Start of Record extracts

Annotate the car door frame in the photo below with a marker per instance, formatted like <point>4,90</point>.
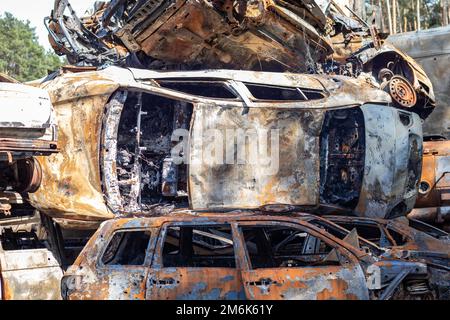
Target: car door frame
<point>161,277</point>
<point>294,277</point>
<point>127,287</point>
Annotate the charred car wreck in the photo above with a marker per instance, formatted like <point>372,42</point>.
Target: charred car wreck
<point>239,256</point>
<point>263,35</point>
<point>333,145</point>
<point>29,268</point>
<point>156,117</point>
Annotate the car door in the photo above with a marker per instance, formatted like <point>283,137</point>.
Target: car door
<point>195,261</point>
<point>122,267</point>
<point>289,261</point>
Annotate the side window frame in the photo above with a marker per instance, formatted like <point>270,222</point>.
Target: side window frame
<point>157,261</point>
<point>149,251</point>
<point>246,261</point>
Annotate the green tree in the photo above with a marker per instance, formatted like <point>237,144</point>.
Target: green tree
<point>21,56</point>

End of Record extracts

#### [Exercise]
Each entry above is to be given again exactly, and any image in it is to be dropped.

#### [Answer to the problem]
Annotate the car door frame in the photo below with a marker per instance, formatted like <point>4,90</point>.
Target: car door frame
<point>161,277</point>
<point>294,277</point>
<point>127,287</point>
Annotate the charred car wreck in the photo above with a marker per instance, formatted like <point>372,42</point>.
Target: charred car wreck
<point>239,256</point>
<point>263,35</point>
<point>333,145</point>
<point>29,268</point>
<point>156,117</point>
Annotate the car door in the photo above with a marker per instance, formatted like <point>283,137</point>.
Target: car door
<point>195,261</point>
<point>122,267</point>
<point>289,261</point>
Annotate the side window frame in the photo above with a marker per instance, formatted like <point>270,222</point>.
Target: side window frame
<point>157,261</point>
<point>149,251</point>
<point>246,261</point>
Annotate the green tree in the photo above with a marker per instance, formatted like <point>237,144</point>.
Target: green tree
<point>21,56</point>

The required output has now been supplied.